++++ LISTING
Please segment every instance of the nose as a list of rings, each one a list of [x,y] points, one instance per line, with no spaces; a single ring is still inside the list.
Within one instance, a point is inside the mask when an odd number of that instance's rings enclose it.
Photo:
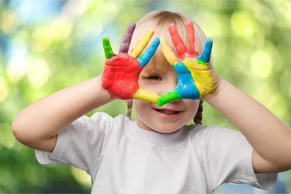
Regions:
[[[180,99],[178,99],[178,100],[172,100],[172,101],[170,101],[170,102],[178,102],[179,101],[180,101]]]

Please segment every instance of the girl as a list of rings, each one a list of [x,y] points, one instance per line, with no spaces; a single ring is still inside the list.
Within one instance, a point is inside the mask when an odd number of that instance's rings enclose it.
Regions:
[[[150,12],[129,24],[117,54],[104,37],[101,74],[24,109],[12,124],[16,138],[41,164],[85,170],[92,193],[211,194],[226,182],[272,189],[277,173],[291,169],[291,132],[217,75],[212,40],[190,20]],[[116,98],[127,100],[128,117],[84,115]],[[202,125],[203,100],[240,131]]]

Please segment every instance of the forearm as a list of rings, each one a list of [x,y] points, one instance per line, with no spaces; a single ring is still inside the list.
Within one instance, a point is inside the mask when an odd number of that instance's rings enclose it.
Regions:
[[[100,77],[96,77],[27,106],[13,120],[16,136],[47,140],[87,113],[109,102],[112,99],[99,86],[100,81]]]
[[[207,102],[223,114],[265,160],[275,163],[291,161],[289,128],[266,107],[226,81],[222,80],[220,88]]]

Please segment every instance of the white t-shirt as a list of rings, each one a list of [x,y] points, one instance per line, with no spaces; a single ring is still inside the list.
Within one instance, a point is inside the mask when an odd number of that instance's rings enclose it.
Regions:
[[[212,194],[226,182],[272,189],[277,173],[256,174],[253,148],[242,133],[185,126],[174,133],[140,128],[124,115],[84,115],[59,134],[42,164],[70,164],[91,176],[92,194]]]

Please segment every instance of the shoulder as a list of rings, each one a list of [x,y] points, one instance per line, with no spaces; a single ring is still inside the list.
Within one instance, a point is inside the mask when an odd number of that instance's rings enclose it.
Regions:
[[[105,122],[115,124],[125,123],[129,120],[129,117],[122,114],[120,114],[115,117],[113,117],[109,114],[103,112],[96,112],[90,118],[90,119],[97,121],[104,120]]]
[[[191,138],[193,142],[212,142],[233,139],[235,137],[244,138],[242,133],[230,129],[217,125],[190,125],[187,126],[191,130]]]

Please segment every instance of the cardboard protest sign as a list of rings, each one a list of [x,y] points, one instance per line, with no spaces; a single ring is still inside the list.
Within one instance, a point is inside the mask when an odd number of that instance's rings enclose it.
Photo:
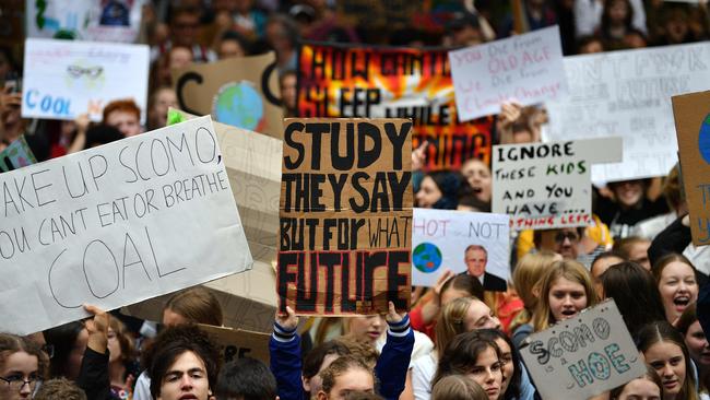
++++++++
[EXERCISE REQUIREMENTS] Find every line in the records above that contains the word "segment" and copy each of those lines in full. Case counts.

[SOLUTION]
Please segment every instance of the nose as a list of rings, each one a list of [x,y] points, one instance per line, with no spaces; a single ring is still inside the list.
Please segment every instance of the girl as a list of rings, each one a list of [x,y] points, one instance per line, with no spaces; a single ring is still inside the list.
Please segment every instance of the forearm as a list of rings, each one a list of [x,y] points, one instance per line, with no spaces; a single ring is still inside the list.
Please segment every instance of the white t-shirt as a list of rings, each one a list of [x,y] points, one instance per line, with no spaces; a single ring is still inside the list.
Please segment every instance of the shoulder as a list of rings, each one a list of [x,y] points, one instance per line, with no spaces; a single ring is still inside the list.
Please segment every instance of the cardboard protest sign as a list of rings, each one a list of [x,y] points, one instance per line, with no spaces; a single ring is still inside the list.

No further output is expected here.